### The task
Rewrite the rows from the line with "task=detect input=race bib" to the line with "[785,245,840,447]", changing "green shirt" to "green top" and leaving everything else as it is.

### Supplied records
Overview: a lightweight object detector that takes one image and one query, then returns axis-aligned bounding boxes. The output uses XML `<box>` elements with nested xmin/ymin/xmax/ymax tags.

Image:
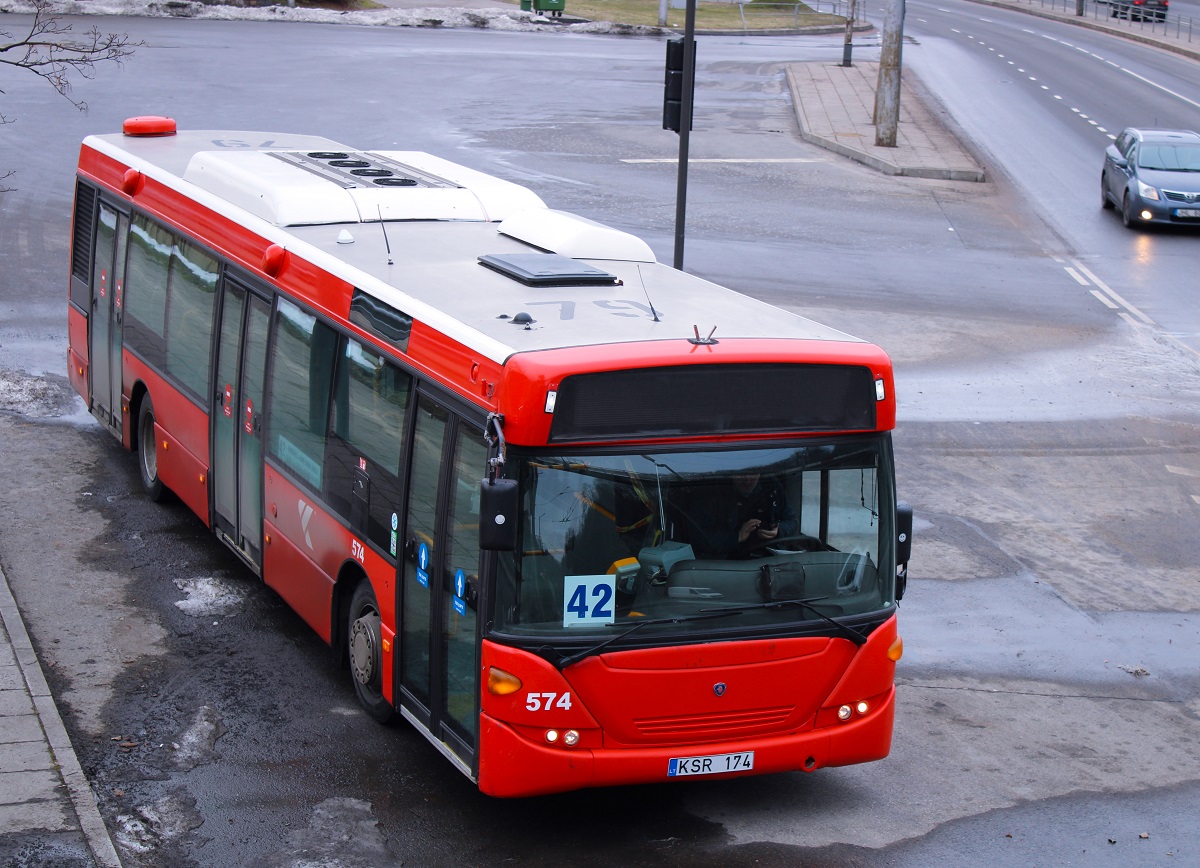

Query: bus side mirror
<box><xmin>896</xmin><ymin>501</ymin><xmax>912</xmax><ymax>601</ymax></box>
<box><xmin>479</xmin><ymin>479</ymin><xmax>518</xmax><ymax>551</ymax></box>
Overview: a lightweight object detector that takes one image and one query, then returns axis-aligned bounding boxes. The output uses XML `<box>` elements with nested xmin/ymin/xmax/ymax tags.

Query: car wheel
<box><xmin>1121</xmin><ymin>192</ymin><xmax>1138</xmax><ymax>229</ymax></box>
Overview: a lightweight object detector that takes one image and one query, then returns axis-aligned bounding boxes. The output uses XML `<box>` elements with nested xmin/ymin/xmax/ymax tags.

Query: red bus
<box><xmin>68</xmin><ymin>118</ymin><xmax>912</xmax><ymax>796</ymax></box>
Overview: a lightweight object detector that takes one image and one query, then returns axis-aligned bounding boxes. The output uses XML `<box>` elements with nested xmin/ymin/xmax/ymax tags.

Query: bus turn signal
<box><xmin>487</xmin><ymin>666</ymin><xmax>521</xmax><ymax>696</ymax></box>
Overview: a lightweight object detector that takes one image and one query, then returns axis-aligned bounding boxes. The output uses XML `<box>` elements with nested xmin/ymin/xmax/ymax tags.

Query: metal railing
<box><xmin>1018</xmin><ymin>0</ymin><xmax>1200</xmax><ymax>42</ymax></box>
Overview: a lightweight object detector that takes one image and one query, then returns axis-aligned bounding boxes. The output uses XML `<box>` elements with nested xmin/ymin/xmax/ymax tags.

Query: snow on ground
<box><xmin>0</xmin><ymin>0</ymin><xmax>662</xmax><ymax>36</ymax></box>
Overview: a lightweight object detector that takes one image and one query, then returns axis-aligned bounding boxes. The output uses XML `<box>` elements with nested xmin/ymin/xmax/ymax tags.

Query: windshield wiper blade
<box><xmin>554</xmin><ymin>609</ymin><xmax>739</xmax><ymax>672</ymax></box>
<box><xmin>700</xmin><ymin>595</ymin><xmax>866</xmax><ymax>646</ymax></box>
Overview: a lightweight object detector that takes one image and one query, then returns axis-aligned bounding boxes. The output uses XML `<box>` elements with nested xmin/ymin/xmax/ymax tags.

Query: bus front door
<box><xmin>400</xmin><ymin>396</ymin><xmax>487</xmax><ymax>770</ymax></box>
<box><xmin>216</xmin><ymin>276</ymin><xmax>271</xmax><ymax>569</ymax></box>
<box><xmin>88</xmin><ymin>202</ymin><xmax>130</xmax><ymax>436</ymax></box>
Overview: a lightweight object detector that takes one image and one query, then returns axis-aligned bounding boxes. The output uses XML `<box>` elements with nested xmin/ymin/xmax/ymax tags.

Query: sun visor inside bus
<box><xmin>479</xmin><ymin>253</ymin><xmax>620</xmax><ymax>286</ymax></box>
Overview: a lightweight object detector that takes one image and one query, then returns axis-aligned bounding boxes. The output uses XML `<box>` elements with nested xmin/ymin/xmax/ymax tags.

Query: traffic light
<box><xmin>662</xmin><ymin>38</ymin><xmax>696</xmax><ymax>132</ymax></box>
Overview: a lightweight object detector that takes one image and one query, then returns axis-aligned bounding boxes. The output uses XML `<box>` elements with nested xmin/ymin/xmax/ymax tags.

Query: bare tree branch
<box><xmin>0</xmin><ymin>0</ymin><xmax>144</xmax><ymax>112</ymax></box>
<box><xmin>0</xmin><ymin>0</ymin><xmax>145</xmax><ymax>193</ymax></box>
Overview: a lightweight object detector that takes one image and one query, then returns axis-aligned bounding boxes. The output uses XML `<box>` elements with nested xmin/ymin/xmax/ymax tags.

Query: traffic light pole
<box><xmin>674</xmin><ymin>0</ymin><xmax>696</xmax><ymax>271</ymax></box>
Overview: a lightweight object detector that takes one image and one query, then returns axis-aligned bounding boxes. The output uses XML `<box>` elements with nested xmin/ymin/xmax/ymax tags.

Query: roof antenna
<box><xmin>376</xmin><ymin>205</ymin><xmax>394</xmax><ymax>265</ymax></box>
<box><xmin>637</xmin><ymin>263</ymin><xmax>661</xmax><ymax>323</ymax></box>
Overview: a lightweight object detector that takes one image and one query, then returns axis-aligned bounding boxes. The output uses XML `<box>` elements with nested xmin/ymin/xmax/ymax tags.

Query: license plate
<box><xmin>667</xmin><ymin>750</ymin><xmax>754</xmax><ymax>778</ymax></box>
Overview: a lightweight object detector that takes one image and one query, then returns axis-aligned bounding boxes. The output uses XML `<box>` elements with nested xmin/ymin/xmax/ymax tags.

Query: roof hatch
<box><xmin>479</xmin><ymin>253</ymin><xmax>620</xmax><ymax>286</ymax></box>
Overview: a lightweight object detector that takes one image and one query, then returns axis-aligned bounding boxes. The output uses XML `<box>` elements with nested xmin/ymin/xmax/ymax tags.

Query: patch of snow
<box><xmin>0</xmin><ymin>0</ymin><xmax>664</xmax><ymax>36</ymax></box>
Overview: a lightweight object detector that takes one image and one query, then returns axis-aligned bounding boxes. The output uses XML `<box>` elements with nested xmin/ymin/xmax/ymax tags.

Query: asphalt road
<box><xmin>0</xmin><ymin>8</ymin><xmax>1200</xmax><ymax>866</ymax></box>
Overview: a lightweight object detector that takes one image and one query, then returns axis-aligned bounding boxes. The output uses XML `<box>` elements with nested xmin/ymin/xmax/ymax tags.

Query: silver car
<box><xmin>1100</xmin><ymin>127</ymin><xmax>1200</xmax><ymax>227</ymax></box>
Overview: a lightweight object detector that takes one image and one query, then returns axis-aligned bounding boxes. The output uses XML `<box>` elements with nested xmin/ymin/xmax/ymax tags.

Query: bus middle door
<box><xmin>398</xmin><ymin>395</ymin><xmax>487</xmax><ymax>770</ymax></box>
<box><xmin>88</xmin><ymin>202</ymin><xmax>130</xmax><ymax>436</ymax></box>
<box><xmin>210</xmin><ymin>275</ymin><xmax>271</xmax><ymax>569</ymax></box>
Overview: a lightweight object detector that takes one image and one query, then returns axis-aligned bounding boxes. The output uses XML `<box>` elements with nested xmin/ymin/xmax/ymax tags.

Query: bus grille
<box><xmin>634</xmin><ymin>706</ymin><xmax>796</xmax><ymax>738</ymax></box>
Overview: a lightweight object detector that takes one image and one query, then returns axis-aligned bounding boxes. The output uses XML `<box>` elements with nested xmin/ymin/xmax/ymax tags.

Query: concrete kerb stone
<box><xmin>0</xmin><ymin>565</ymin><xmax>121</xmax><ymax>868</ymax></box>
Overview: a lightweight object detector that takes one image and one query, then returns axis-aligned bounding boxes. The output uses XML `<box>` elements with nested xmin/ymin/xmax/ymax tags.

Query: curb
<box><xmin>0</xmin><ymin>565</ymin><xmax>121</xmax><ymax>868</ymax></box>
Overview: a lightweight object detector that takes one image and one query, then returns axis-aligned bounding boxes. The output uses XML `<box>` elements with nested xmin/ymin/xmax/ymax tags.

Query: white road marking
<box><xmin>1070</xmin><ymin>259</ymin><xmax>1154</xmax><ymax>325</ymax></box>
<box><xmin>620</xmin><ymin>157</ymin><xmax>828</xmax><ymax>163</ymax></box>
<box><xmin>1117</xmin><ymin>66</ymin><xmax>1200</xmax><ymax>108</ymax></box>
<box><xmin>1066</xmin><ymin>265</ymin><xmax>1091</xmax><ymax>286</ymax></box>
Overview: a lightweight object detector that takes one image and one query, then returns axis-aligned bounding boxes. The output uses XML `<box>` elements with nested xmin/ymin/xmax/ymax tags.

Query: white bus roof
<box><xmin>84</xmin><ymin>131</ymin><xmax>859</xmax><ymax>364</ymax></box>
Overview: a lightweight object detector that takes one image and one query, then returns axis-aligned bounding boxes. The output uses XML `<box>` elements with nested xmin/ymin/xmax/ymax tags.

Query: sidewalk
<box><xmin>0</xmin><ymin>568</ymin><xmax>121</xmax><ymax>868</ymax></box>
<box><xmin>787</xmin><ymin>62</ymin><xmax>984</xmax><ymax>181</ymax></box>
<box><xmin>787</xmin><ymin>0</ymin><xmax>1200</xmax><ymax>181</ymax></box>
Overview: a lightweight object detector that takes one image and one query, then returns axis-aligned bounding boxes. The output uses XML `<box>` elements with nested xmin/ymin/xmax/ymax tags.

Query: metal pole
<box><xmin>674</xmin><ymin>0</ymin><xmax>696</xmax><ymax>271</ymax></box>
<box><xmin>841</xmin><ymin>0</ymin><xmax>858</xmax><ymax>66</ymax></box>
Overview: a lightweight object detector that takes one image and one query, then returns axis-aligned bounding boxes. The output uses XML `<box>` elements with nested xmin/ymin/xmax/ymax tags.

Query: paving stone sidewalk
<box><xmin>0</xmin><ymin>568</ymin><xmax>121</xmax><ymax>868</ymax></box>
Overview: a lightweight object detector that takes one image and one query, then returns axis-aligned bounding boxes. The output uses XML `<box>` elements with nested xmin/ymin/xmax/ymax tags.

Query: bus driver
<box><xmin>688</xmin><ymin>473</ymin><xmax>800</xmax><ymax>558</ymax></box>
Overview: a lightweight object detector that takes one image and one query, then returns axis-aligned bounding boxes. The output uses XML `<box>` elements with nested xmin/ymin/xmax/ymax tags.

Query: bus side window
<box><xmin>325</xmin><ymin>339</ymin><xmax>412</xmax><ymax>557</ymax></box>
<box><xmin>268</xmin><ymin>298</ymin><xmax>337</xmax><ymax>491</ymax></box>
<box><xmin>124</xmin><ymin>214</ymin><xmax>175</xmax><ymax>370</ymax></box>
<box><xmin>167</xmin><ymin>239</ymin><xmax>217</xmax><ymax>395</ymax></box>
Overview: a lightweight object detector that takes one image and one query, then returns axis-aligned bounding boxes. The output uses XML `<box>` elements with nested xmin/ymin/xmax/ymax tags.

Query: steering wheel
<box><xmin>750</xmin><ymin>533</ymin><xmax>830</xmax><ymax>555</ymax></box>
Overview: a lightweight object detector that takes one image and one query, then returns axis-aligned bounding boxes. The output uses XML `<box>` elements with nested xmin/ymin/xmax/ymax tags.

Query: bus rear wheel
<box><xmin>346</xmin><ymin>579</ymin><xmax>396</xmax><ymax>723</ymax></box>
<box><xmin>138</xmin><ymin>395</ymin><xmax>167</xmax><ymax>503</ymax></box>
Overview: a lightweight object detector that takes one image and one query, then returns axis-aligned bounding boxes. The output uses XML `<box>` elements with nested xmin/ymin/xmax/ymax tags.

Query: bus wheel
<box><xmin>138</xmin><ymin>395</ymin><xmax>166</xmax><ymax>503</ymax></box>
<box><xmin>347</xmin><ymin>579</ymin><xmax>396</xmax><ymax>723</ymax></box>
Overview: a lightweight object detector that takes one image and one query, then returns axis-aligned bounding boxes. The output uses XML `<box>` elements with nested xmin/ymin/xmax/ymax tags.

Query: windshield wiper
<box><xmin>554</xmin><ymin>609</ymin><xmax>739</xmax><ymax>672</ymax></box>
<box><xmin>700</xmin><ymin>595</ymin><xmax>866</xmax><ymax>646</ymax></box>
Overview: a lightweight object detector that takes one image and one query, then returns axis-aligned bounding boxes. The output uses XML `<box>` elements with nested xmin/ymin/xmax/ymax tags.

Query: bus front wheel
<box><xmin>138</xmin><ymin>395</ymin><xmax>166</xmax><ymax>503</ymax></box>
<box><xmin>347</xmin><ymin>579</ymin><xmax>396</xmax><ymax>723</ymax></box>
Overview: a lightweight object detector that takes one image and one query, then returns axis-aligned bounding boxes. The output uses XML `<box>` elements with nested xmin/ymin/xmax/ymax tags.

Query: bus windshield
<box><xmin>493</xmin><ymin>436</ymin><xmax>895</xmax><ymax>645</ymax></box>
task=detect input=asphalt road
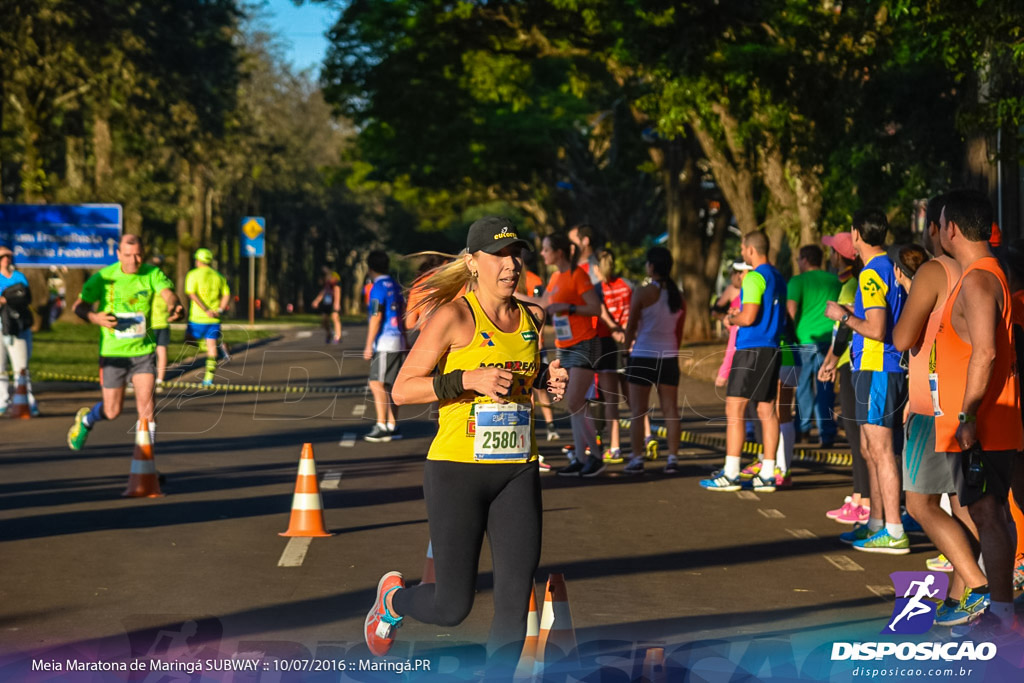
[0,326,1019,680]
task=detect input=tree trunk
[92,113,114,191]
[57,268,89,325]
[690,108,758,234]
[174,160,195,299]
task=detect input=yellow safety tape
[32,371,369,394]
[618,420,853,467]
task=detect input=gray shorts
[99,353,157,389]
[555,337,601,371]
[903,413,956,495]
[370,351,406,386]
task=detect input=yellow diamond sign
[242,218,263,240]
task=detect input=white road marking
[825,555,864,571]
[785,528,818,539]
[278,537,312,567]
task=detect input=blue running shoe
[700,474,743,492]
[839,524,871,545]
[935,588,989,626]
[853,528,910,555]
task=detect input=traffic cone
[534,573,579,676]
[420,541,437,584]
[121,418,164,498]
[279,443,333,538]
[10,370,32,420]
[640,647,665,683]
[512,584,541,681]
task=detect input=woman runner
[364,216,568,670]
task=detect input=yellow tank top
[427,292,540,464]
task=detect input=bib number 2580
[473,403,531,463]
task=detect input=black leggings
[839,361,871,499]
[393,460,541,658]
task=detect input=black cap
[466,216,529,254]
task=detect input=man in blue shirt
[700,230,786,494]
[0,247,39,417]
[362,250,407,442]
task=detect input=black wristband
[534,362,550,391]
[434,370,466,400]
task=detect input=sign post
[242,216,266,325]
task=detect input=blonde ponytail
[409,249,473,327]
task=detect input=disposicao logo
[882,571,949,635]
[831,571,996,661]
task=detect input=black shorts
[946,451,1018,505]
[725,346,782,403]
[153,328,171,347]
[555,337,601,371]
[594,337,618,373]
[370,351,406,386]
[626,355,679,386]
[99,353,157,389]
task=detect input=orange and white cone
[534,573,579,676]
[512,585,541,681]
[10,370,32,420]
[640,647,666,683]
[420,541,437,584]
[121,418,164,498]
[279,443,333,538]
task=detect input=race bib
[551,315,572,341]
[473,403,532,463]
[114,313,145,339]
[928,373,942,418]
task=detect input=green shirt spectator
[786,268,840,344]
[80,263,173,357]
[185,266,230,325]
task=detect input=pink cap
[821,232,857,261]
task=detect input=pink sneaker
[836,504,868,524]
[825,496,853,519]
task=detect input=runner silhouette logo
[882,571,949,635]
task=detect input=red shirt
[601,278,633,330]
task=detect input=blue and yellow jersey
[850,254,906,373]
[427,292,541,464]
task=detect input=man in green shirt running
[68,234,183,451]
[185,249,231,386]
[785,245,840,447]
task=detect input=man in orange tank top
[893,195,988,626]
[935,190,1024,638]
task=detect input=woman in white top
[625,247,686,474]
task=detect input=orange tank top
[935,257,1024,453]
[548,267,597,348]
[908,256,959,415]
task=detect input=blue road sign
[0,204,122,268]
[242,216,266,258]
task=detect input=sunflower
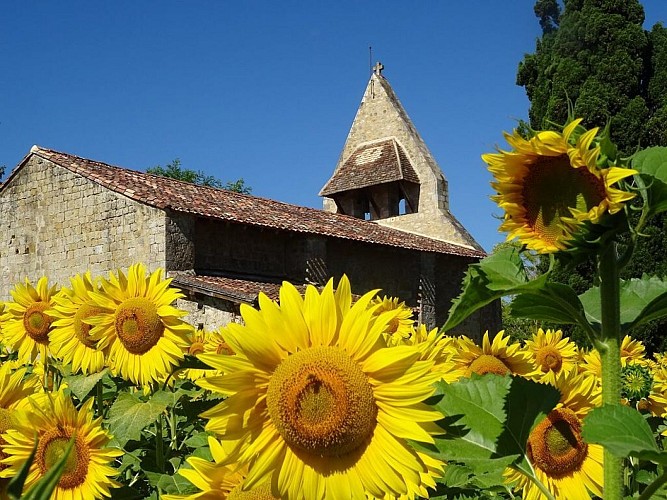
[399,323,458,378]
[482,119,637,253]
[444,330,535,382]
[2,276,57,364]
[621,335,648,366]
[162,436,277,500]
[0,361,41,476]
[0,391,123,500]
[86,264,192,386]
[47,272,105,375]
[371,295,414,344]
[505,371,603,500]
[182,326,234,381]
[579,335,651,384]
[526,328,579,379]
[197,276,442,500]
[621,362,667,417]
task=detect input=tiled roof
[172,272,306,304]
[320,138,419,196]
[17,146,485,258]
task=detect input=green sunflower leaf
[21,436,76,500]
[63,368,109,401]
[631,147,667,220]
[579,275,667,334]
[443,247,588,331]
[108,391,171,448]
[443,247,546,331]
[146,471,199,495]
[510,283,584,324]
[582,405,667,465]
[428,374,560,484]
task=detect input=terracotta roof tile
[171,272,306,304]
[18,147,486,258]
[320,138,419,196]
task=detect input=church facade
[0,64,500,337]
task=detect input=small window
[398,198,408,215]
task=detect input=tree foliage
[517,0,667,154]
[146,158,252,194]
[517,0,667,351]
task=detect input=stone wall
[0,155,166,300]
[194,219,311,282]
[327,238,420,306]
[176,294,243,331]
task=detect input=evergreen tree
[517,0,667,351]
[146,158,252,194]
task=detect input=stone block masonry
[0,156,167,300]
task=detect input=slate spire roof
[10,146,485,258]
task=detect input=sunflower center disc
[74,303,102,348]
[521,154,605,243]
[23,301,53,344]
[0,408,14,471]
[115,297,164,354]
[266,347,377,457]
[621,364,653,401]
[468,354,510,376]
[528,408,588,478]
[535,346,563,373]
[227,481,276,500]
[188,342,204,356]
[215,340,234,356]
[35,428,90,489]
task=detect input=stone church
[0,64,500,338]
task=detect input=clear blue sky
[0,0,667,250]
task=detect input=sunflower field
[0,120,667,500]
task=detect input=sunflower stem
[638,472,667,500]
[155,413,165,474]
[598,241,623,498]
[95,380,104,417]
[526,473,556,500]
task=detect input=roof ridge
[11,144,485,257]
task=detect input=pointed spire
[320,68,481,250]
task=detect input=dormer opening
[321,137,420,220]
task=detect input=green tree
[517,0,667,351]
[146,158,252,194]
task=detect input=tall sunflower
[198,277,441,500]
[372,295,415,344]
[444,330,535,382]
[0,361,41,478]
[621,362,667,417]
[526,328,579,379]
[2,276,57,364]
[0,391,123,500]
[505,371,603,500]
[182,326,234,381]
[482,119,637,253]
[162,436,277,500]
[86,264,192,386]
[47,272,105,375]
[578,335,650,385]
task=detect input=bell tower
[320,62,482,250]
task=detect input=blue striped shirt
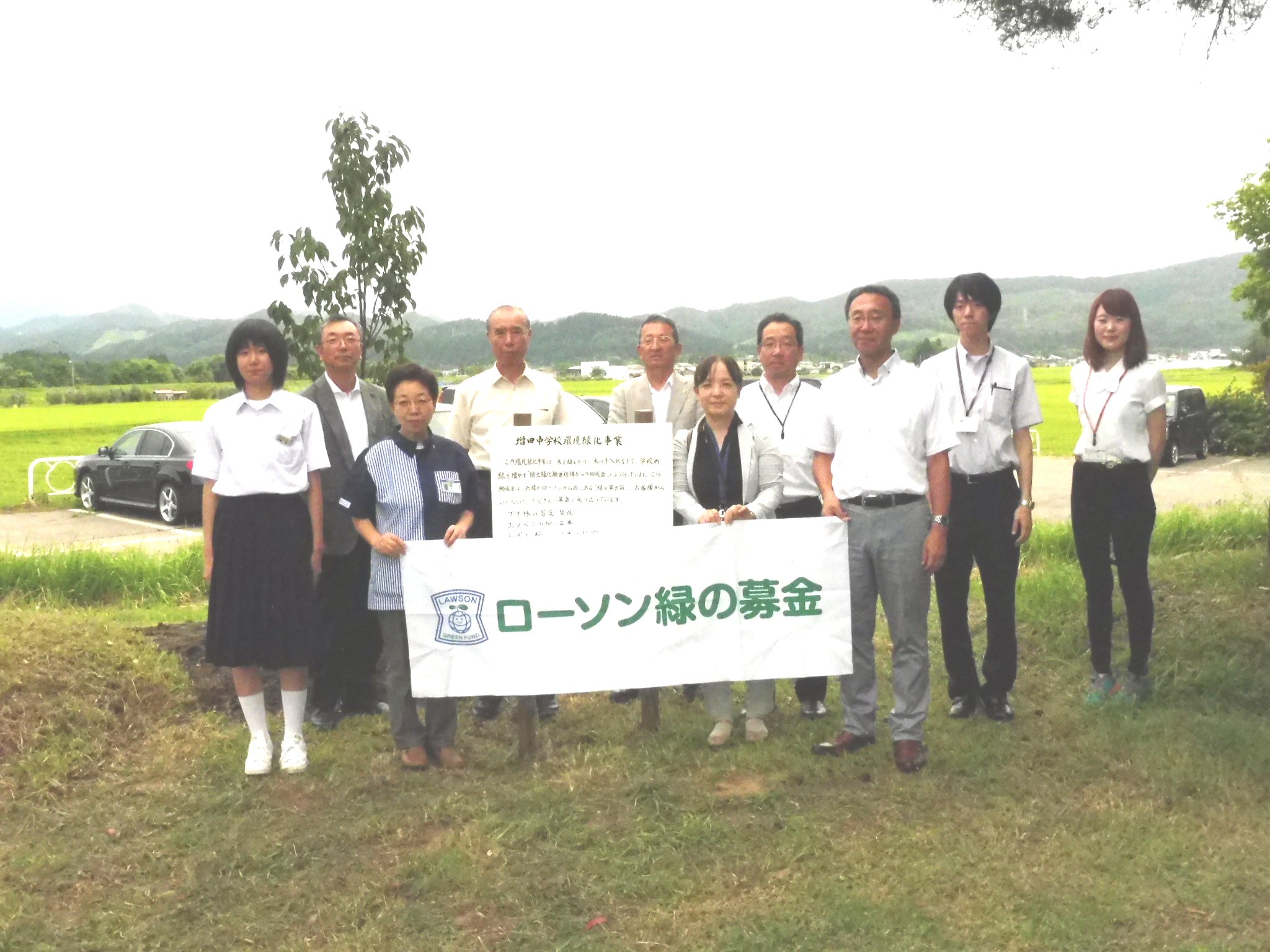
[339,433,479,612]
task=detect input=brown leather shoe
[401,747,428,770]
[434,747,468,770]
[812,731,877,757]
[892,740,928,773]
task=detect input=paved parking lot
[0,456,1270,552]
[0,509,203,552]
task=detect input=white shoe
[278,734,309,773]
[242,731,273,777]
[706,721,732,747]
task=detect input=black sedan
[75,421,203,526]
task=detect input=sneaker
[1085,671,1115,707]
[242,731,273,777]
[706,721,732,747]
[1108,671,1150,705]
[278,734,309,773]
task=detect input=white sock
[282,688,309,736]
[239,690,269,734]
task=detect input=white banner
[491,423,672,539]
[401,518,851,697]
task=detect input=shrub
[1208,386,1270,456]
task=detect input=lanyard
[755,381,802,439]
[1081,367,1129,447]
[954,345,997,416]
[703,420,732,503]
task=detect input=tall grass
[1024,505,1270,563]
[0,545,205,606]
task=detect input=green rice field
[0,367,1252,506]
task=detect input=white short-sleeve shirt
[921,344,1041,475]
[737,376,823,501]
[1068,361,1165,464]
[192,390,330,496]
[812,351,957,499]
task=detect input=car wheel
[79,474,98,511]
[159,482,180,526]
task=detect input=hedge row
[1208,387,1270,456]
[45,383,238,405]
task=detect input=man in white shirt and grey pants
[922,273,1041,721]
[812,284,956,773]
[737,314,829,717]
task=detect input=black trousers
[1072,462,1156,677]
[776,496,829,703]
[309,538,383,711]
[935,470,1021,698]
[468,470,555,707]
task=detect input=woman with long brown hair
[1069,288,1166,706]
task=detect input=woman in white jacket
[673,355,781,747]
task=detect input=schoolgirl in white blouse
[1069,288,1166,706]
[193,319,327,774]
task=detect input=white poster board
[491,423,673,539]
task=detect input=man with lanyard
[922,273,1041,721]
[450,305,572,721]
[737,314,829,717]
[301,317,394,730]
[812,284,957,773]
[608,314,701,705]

### Task response
task=detect input=race bib
[551,315,572,341]
[473,403,532,463]
[114,313,145,339]
[928,373,942,418]
task=detect input=green top spectator
[786,268,840,344]
[80,263,173,357]
[185,266,230,325]
task=detect input=pink cap
[821,232,857,261]
task=detect input=pink sneaker
[836,504,868,524]
[825,496,853,519]
task=detect input=runner silhouette logo
[882,571,949,635]
task=detect input=red shirt
[601,278,633,330]
task=detect input=blue and yellow jersey
[850,254,906,373]
[427,292,541,464]
task=detect input=man in green top running
[68,234,183,451]
[185,249,231,386]
[785,245,840,447]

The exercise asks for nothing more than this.